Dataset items
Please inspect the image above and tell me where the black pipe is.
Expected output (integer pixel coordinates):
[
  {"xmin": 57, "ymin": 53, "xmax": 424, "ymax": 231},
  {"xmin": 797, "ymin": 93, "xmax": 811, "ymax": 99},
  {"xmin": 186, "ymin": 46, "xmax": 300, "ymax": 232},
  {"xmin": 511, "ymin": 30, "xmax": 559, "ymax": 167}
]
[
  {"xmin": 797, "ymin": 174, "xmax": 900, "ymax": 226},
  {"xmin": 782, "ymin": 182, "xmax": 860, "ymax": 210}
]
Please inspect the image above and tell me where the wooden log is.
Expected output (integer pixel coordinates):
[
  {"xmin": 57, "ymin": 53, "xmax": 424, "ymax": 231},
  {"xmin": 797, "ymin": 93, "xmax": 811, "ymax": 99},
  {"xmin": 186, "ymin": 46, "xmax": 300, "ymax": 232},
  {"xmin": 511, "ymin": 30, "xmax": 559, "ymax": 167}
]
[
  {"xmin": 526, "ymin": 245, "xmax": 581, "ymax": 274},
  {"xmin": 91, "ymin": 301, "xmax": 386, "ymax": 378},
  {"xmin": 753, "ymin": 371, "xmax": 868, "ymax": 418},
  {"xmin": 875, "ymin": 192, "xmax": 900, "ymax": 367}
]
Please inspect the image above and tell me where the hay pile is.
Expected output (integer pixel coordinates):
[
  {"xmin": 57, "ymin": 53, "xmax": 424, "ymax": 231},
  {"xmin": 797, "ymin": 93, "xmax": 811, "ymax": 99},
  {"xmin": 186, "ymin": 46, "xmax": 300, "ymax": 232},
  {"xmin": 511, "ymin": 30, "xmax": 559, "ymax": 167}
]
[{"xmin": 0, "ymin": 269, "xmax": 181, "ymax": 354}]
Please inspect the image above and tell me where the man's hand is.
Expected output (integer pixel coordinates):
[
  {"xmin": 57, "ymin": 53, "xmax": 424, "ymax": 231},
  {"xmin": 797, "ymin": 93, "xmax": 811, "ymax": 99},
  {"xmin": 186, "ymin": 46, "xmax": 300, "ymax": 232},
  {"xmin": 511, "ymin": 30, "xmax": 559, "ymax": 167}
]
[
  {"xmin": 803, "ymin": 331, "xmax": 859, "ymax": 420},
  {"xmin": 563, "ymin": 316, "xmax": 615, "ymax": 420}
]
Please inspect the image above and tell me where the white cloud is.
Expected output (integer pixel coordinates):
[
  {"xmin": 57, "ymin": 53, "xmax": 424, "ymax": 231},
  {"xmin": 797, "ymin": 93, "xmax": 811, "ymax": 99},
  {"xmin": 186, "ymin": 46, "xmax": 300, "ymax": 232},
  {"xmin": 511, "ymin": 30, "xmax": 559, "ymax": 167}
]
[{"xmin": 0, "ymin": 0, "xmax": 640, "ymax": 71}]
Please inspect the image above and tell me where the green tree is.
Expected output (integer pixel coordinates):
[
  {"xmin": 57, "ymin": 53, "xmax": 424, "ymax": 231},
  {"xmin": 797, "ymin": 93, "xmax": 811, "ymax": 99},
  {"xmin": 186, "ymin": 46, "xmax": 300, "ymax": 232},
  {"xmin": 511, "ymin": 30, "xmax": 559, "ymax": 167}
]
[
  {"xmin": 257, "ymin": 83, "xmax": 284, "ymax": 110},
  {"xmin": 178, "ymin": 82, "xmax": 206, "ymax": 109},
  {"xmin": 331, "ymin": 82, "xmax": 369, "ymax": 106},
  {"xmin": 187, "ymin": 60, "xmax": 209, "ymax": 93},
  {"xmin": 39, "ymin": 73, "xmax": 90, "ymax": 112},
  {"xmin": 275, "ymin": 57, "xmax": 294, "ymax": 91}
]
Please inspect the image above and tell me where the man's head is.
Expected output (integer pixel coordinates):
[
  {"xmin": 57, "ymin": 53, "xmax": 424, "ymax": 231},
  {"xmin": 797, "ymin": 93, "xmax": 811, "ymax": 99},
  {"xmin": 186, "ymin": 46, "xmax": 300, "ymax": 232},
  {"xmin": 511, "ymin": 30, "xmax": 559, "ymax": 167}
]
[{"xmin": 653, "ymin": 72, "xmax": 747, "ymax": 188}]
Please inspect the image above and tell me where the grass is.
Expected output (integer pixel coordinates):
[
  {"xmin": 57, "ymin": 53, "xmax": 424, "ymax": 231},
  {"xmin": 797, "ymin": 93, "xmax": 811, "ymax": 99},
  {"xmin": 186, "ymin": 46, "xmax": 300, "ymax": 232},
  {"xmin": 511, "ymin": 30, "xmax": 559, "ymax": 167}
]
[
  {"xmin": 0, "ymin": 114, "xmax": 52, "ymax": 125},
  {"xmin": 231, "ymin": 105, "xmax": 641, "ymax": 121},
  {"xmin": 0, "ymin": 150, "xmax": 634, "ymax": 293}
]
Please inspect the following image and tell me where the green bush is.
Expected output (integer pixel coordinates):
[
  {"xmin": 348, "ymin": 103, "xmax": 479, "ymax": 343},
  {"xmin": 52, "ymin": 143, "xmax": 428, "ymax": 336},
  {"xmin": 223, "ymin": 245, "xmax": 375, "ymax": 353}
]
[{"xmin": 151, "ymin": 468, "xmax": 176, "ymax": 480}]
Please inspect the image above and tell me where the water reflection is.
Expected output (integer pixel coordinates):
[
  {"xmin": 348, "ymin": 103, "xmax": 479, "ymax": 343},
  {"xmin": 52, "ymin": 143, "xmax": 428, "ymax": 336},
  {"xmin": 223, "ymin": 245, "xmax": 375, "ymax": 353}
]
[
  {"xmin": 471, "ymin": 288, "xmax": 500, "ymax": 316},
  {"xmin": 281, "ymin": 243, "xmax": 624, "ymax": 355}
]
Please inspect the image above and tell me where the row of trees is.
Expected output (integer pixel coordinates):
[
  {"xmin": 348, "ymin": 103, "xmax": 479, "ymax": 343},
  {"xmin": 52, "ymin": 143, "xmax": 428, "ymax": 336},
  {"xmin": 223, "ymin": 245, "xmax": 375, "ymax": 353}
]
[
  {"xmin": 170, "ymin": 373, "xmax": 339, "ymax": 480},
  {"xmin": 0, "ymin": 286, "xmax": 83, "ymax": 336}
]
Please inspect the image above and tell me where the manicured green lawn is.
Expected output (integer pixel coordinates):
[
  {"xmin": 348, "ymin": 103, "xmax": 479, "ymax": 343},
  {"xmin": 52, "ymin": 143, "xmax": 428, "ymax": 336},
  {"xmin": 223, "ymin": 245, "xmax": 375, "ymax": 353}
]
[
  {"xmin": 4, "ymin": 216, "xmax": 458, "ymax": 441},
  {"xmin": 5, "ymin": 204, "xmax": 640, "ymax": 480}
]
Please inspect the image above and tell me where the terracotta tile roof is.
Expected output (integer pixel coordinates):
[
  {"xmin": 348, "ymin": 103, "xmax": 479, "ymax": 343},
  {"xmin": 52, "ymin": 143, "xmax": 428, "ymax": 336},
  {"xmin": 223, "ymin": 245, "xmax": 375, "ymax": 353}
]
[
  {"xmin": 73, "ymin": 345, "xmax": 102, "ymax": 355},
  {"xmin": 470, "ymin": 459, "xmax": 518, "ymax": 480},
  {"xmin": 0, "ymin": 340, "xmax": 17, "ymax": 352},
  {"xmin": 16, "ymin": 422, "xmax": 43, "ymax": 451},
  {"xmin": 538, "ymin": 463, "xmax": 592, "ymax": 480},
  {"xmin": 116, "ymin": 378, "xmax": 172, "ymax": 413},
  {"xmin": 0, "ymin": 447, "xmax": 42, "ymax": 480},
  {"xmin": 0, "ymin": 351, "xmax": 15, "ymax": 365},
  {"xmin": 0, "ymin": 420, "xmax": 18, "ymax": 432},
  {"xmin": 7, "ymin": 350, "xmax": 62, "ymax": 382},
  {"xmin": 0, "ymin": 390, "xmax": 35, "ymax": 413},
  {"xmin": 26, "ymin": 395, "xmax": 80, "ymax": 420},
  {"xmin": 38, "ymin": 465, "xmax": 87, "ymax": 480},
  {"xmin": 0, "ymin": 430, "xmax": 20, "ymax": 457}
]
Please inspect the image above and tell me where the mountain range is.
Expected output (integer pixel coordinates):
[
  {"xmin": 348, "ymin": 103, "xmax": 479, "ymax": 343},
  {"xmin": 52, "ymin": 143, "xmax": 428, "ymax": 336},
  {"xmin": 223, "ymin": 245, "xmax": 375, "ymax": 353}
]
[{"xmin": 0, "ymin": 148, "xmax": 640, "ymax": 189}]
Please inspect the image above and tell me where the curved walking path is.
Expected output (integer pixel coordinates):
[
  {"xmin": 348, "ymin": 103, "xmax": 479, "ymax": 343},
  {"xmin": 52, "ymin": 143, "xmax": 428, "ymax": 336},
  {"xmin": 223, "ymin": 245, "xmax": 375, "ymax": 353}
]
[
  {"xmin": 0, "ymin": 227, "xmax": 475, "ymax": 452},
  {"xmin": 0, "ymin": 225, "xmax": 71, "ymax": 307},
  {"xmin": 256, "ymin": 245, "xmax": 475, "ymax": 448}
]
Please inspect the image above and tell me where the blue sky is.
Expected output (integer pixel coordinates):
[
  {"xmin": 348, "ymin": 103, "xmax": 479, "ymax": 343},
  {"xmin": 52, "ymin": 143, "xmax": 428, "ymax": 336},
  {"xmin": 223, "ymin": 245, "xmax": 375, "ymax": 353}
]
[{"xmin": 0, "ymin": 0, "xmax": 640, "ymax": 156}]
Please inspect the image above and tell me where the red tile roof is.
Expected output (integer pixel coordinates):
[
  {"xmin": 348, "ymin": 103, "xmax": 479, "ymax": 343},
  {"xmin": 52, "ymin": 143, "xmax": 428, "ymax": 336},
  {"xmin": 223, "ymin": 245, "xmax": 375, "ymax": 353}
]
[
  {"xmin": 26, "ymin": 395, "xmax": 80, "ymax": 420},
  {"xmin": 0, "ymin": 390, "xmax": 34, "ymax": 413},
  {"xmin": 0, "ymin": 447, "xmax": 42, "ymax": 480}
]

Instructions for the task:
Select each line of the listing that contains the word "roof" and copy those lines out.

Complete answer:
Please inspect the image above and tell me where the terracotta tile roof is.
Please inspect the image above and tell me where the red tile roof is.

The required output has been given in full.